• Assignment: Your response should match the records line for line.

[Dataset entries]
====

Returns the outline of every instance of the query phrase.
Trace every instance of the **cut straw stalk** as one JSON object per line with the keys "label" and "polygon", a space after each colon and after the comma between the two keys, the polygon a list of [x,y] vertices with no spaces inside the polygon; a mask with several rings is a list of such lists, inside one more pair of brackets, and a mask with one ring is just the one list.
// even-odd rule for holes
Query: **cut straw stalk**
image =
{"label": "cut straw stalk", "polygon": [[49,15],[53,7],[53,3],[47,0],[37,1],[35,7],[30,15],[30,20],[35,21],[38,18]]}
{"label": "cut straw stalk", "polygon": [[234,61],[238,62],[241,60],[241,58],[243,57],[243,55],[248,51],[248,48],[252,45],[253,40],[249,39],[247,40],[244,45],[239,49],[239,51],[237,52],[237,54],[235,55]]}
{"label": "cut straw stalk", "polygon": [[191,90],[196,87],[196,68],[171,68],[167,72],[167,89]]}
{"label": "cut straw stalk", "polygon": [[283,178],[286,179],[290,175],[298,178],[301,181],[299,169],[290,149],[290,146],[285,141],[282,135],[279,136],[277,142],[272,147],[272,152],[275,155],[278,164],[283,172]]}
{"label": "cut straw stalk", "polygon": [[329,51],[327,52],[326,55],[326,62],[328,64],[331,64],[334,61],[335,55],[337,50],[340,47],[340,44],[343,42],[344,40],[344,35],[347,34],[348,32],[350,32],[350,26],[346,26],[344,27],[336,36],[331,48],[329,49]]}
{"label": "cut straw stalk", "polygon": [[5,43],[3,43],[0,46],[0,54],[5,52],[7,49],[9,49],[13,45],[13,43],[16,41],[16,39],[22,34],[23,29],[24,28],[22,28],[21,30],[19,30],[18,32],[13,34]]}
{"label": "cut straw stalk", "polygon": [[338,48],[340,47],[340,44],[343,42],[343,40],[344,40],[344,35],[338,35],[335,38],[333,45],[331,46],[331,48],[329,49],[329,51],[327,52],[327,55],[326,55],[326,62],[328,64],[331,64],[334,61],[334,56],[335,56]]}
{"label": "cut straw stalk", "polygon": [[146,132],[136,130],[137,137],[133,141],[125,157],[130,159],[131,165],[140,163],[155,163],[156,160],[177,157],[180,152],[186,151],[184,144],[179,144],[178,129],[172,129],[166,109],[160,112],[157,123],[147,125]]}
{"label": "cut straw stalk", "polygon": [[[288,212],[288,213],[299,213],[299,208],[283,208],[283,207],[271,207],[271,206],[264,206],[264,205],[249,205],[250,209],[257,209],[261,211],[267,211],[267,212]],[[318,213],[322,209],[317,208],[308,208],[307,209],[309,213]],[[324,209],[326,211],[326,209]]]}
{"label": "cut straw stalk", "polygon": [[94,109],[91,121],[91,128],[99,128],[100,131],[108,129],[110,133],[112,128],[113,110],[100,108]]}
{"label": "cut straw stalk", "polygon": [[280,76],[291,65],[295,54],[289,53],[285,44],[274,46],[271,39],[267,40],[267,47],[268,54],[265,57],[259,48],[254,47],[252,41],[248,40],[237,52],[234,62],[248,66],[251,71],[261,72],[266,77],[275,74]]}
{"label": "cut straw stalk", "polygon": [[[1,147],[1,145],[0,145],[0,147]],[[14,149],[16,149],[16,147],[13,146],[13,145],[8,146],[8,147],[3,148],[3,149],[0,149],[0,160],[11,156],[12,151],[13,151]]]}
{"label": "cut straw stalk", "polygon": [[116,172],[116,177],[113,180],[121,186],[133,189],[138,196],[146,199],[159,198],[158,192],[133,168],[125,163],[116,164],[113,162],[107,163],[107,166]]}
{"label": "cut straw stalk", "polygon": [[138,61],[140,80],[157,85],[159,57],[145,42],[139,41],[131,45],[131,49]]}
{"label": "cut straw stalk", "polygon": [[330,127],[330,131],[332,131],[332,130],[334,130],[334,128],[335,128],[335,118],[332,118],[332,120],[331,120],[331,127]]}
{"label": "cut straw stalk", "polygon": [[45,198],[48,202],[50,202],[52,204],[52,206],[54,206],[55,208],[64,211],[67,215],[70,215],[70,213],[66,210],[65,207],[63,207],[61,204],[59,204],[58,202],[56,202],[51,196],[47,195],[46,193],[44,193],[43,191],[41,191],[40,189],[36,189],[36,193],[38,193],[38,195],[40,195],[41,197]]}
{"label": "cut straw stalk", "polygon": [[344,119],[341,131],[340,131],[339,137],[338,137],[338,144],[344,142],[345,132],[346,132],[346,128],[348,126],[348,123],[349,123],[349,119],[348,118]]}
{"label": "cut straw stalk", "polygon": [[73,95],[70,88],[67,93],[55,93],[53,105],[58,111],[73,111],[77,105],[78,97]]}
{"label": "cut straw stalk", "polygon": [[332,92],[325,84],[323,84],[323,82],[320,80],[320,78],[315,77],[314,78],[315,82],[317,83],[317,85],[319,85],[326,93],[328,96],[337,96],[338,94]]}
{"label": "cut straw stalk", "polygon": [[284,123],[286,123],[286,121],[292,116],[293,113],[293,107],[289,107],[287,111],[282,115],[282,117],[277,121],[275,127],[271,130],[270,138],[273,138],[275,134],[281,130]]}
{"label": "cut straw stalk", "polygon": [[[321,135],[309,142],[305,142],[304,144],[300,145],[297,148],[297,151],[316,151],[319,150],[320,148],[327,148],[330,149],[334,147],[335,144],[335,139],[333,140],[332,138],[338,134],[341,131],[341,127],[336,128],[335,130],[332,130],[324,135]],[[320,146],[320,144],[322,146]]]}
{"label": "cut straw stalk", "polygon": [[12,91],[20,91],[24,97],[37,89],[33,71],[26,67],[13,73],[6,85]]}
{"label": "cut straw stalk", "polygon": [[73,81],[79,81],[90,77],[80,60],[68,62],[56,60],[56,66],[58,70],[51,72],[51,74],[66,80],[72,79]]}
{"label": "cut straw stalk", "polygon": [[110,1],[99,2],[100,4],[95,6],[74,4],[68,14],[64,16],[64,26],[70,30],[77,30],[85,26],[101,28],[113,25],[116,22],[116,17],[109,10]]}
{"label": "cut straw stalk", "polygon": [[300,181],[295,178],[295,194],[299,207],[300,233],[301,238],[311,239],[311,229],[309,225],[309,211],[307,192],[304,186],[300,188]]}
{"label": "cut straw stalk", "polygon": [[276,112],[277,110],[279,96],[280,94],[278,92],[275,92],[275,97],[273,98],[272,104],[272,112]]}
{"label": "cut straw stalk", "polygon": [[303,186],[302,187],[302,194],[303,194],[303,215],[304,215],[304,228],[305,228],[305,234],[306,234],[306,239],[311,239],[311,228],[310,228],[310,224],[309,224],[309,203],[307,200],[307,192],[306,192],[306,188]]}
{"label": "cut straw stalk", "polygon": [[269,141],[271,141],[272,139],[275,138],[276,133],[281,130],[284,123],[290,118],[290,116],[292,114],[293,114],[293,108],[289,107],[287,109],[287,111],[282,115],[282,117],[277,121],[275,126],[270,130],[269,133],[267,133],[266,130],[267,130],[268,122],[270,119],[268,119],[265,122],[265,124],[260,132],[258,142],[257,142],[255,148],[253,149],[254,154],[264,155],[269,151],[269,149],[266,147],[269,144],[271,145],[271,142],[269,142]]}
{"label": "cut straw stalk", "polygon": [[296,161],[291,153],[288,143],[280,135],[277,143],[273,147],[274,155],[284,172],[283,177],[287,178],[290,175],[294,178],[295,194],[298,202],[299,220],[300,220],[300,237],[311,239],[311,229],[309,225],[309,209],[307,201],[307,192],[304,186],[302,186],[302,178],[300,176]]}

====

• Your solution:
Returns the outline of every instance of the query phrase.
Trace every instance of the **cut straw stalk** as one JSON object per line with the keys "label" and "polygon", a space after each colon and after the comma between the two keys, the polygon a list of [x,y] vertices with no spaces inside the polygon; a mask with several rings is a list of such lists, inside one more pair of brackets, and a mask with one ring is just the one list.
// even-odd rule for holes
Query: **cut straw stalk**
image =
{"label": "cut straw stalk", "polygon": [[49,15],[53,7],[53,3],[47,0],[37,1],[35,7],[30,15],[30,20],[35,21],[38,18]]}
{"label": "cut straw stalk", "polygon": [[234,61],[238,62],[241,60],[241,58],[243,57],[243,55],[248,51],[248,48],[252,45],[253,40],[249,39],[247,40],[244,45],[239,49],[239,51],[237,52],[237,54],[235,55]]}
{"label": "cut straw stalk", "polygon": [[191,90],[196,87],[196,68],[171,68],[167,72],[167,89]]}
{"label": "cut straw stalk", "polygon": [[283,178],[286,179],[290,175],[298,178],[301,181],[299,169],[290,149],[290,146],[285,141],[282,135],[279,136],[277,142],[272,147],[272,152],[275,155],[278,164],[283,172]]}
{"label": "cut straw stalk", "polygon": [[329,51],[327,52],[326,55],[326,62],[328,64],[331,64],[334,61],[335,55],[337,50],[340,47],[340,44],[343,42],[344,40],[344,35],[347,34],[348,32],[350,32],[350,26],[346,26],[344,27],[336,36],[331,48],[329,49]]}
{"label": "cut straw stalk", "polygon": [[5,43],[3,43],[0,46],[0,54],[5,52],[7,49],[9,49],[13,45],[13,43],[16,41],[16,39],[22,34],[23,29],[24,28],[22,28],[21,30],[19,30],[18,32],[13,34]]}
{"label": "cut straw stalk", "polygon": [[338,48],[340,47],[340,44],[343,42],[343,40],[344,40],[344,35],[338,35],[335,38],[333,45],[331,46],[331,48],[329,49],[329,51],[327,52],[327,55],[326,55],[326,62],[328,64],[331,64],[334,61],[334,56],[335,56]]}
{"label": "cut straw stalk", "polygon": [[146,132],[136,130],[137,137],[133,141],[125,157],[130,159],[131,165],[140,163],[155,163],[156,160],[177,157],[180,152],[186,151],[184,144],[179,144],[178,129],[172,129],[166,109],[160,112],[157,123],[147,125]]}
{"label": "cut straw stalk", "polygon": [[[288,212],[288,213],[299,213],[299,208],[283,208],[283,207],[271,207],[271,206],[264,206],[264,205],[249,205],[250,209],[257,209],[261,211],[267,211],[267,212]],[[318,213],[322,209],[317,208],[308,208],[307,209],[309,213]],[[324,209],[326,211],[326,209]]]}
{"label": "cut straw stalk", "polygon": [[94,109],[91,121],[91,128],[99,128],[100,131],[108,129],[110,133],[112,128],[113,110],[100,108]]}
{"label": "cut straw stalk", "polygon": [[280,76],[291,65],[295,54],[289,53],[285,44],[274,46],[271,39],[267,40],[267,47],[268,54],[265,57],[259,48],[254,47],[252,41],[248,40],[237,52],[234,62],[248,66],[251,71],[261,72],[266,77],[275,74]]}
{"label": "cut straw stalk", "polygon": [[[1,147],[1,145],[0,145],[0,147]],[[14,149],[16,149],[16,147],[13,146],[13,145],[8,146],[8,147],[3,148],[3,149],[0,149],[0,160],[11,156],[12,151],[13,151]]]}
{"label": "cut straw stalk", "polygon": [[116,172],[116,177],[113,180],[121,186],[133,189],[138,196],[146,199],[159,198],[158,192],[133,168],[125,163],[116,164],[113,162],[107,163],[107,166]]}
{"label": "cut straw stalk", "polygon": [[138,61],[140,80],[157,85],[159,57],[145,42],[139,41],[131,45],[131,49]]}
{"label": "cut straw stalk", "polygon": [[330,127],[330,131],[332,131],[332,130],[334,130],[334,128],[335,128],[335,118],[332,118],[332,120],[331,120],[331,127]]}
{"label": "cut straw stalk", "polygon": [[45,198],[48,202],[50,202],[52,204],[52,206],[54,206],[55,208],[64,211],[67,215],[70,215],[70,213],[66,210],[65,207],[63,207],[61,204],[59,204],[58,202],[56,202],[51,196],[47,195],[46,193],[44,193],[43,191],[41,191],[40,189],[36,189],[36,193],[38,193],[38,195],[40,195],[41,197]]}
{"label": "cut straw stalk", "polygon": [[344,119],[341,131],[340,131],[339,137],[338,137],[338,144],[344,142],[345,132],[346,132],[346,128],[348,126],[348,123],[349,123],[349,119],[348,118]]}
{"label": "cut straw stalk", "polygon": [[73,95],[70,88],[67,93],[55,93],[53,105],[58,111],[73,111],[77,105],[78,97]]}
{"label": "cut straw stalk", "polygon": [[332,92],[325,84],[323,84],[323,82],[320,80],[320,78],[315,77],[314,78],[315,82],[317,83],[317,85],[319,85],[326,93],[328,96],[337,96],[338,94]]}
{"label": "cut straw stalk", "polygon": [[284,123],[286,123],[286,121],[292,116],[293,113],[293,107],[289,107],[287,111],[282,115],[282,117],[277,121],[275,127],[271,130],[270,138],[273,138],[275,134],[281,130]]}
{"label": "cut straw stalk", "polygon": [[[321,135],[309,142],[305,142],[304,144],[300,145],[297,148],[297,151],[316,151],[319,150],[320,148],[327,148],[330,149],[334,147],[335,144],[335,139],[333,140],[332,138],[338,134],[341,131],[341,127],[336,128],[335,130],[332,130],[324,135]],[[320,146],[320,144],[322,146]]]}
{"label": "cut straw stalk", "polygon": [[12,91],[20,91],[24,97],[37,89],[33,71],[26,67],[13,73],[6,85]]}
{"label": "cut straw stalk", "polygon": [[73,81],[79,81],[90,77],[80,60],[68,62],[56,60],[56,66],[58,70],[51,72],[51,74],[66,80],[72,79]]}
{"label": "cut straw stalk", "polygon": [[110,1],[99,2],[100,4],[95,6],[74,4],[68,14],[64,16],[64,26],[70,30],[77,30],[85,26],[101,28],[113,25],[116,22],[116,17],[109,10]]}
{"label": "cut straw stalk", "polygon": [[300,181],[295,178],[295,194],[299,207],[300,233],[301,238],[311,239],[311,229],[309,225],[309,211],[307,192],[304,186],[300,188]]}
{"label": "cut straw stalk", "polygon": [[276,112],[277,110],[279,96],[280,94],[278,92],[275,92],[275,97],[273,98],[272,104],[272,112]]}
{"label": "cut straw stalk", "polygon": [[303,186],[302,187],[302,194],[303,194],[303,215],[304,215],[304,228],[305,228],[305,234],[306,234],[306,239],[311,239],[311,228],[310,228],[310,224],[309,224],[309,203],[307,200],[307,192],[306,192],[306,188]]}
{"label": "cut straw stalk", "polygon": [[269,141],[271,141],[272,139],[275,138],[276,133],[281,130],[284,123],[290,118],[290,116],[292,114],[293,114],[293,108],[289,107],[287,109],[287,111],[282,115],[282,117],[277,121],[275,126],[270,130],[269,133],[267,133],[266,130],[267,130],[268,122],[270,119],[268,119],[265,122],[265,124],[260,132],[258,142],[257,142],[255,148],[253,149],[254,154],[264,155],[269,151],[269,149],[266,147],[269,144],[271,145],[271,142],[269,142]]}
{"label": "cut straw stalk", "polygon": [[296,161],[291,153],[288,143],[280,135],[277,143],[273,147],[274,155],[284,172],[283,177],[287,178],[290,175],[294,178],[295,194],[298,202],[299,220],[300,220],[300,237],[311,239],[311,229],[309,225],[309,209],[307,201],[307,192],[304,186],[302,186],[302,178],[300,176]]}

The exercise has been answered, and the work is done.